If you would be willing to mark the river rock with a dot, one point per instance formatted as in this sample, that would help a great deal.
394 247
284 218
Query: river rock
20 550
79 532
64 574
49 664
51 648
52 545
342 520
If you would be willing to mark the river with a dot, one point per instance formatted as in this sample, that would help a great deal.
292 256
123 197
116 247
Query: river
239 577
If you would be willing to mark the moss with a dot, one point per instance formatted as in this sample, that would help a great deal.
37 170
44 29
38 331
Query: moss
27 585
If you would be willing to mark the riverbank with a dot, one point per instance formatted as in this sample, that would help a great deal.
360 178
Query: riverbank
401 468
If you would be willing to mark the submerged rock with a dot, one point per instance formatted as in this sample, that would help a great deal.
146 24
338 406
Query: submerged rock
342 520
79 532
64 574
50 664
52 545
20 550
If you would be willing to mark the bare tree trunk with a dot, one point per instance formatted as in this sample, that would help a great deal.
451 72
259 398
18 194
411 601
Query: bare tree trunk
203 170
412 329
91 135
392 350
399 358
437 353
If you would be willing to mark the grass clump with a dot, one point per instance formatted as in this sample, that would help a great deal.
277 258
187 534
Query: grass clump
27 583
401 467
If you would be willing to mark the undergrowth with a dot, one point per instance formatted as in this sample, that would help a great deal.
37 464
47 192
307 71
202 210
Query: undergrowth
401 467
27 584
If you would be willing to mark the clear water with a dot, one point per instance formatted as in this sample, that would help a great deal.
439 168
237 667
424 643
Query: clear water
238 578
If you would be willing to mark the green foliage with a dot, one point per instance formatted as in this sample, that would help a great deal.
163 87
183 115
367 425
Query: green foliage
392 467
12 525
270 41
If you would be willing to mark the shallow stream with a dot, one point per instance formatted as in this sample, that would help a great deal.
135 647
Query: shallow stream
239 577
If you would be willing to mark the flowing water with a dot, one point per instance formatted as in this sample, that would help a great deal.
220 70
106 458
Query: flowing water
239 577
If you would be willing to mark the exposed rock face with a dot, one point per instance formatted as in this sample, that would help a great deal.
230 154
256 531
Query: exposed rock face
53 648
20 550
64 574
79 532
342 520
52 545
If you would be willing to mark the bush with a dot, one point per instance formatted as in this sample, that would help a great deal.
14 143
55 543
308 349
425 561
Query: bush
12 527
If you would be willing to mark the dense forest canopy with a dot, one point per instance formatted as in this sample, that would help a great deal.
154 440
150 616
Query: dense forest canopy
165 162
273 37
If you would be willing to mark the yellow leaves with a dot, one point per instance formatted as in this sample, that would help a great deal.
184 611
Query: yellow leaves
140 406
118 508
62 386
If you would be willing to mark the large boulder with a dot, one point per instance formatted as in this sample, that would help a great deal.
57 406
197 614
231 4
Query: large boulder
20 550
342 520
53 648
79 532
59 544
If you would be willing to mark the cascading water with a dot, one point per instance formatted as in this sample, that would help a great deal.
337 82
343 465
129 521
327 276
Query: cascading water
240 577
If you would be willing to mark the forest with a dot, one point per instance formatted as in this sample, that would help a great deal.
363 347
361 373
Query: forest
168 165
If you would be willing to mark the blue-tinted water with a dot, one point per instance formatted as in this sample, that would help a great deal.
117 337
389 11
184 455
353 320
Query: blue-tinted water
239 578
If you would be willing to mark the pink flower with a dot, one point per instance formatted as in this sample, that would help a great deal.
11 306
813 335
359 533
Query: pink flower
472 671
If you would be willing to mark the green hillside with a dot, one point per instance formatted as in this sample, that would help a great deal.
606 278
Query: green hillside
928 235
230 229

Objective: Rewrite all of the material above with "dot" swapped for "small marker" everywhere it appears, leaving everything else unchanged.

Reply:
If you would be willing to mark the river rock with a small marker, one point per instance formatted as in this sample, that would help a great deal.
394 247
284 218
Query: river rock
20 550
79 532
64 574
49 664
51 648
52 545
342 520
If you would be willing to mark the river with a small marker, one point per instance formatted as in this sample, that would help a great deal.
292 256
123 197
116 247
Query: river
239 577
If you would be willing to mark the moss with a small marker, one point per instance formatted as in this sample, that would help a great deal.
37 170
44 29
38 331
Query: moss
27 585
If you would be willing to mark the riverbank with a small marker, one point per instance formatted as in this sample, that would help a great deal.
360 178
Query: riverbank
401 468
If you would be willing to mark the submerged rock with a small marker, one point per instance formatted as in this sample, that would help a great deal.
146 24
338 406
Query: submerged rock
342 520
79 532
64 574
50 664
52 545
20 550
If you would be willing to mark the bare tree trunk with a small marker, one point per instance formatted as in this sample, that would help a great deal.
451 72
259 398
18 194
411 601
Query: bare tree trunk
203 170
412 329
91 135
392 350
399 358
437 353
If you would be willing to mark the grass clump with a small marker, one point per instance formatted as in this sample, that would help a great deal.
277 258
187 534
Query: grass clump
27 583
401 467
If you would be willing to mark the undergrowth with a small marker, one point per instance formatted as in this sample, that would help a great deal.
37 464
47 192
307 71
202 210
Query: undergrowth
401 467
27 584
If you would be willing to mark the clear water with a small marker, one point per instance formatted as in this sample, that would help a great deal.
439 168
237 667
424 643
Query: clear water
238 578
If you would be willing to mark the green foliage with a small marker, one point per instance formatted as in this sample, that would help a great deal.
163 87
183 115
367 425
Query: green foliage
392 467
12 525
270 41
If you would be willing to mark the shallow stream with a small marker, one point per instance formatted as in this sample, that would help a great deal.
135 647
Query: shallow stream
239 577
If you would be willing to mark the flowing water with a small marker, one point per instance formatted as in this sample, that would help a great deal.
220 70
106 458
Query: flowing water
239 577
If you would be willing to mark the exposed rock face with a small marker, one point per instance formatted as in this sample, that would help a great deal.
230 154
256 531
Query: exposed rock face
53 648
20 550
64 574
79 532
342 520
52 545
If you would be willing to mark the bush with a small marker, one point per instance formatted as in this sample, that would help a great deal.
14 143
55 543
308 349
425 561
Query: bush
12 527
If you would be willing to mark the dense forest canopy with a small marker, one point per instance formatted as in this sample, that would help a great deal.
154 440
150 616
Query: dense forest canopy
165 162
273 37
If you would be willing to mark the yellow leaves with a small marker, one point per instance formatted as in this sample, that would help a great deal.
184 611
Query: yellow leaves
140 406
118 508
62 386
If you would be willing to mark the large boulder with a small marker, one point per instance formatted as in this sample, that would help a great deal.
57 406
197 614
231 4
Query: large boulder
20 550
342 520
53 648
79 532
59 544
If you would be willing to mark the cascading water with a small marker, one point per instance formatted as in this sample, that would help a great deal.
337 82
343 465
129 521
327 276
Query: cascading water
240 577
If you would be willing to mark the forest with a small marker, one point per instance formatted as in this sample, that would help a great deal.
363 347
361 373
Query: forest
168 165
If you would be willing to mark the blue-tinted water with a small marker, one point per instance formatted as in this sample, that would help a great deal.
117 337
389 11
184 455
353 320
Query: blue-tinted water
239 578
If you would be willing to mark the pink flower with a small marker, one point per instance formatted as in this sample, that would help a great deal.
11 306
813 335
359 533
Query: pink flower
472 671
If you would be willing to mark the green hillside with a small marker, one point per instance formatted as in this sample, that would help a great deal.
606 278
Query: green hillside
928 235
230 229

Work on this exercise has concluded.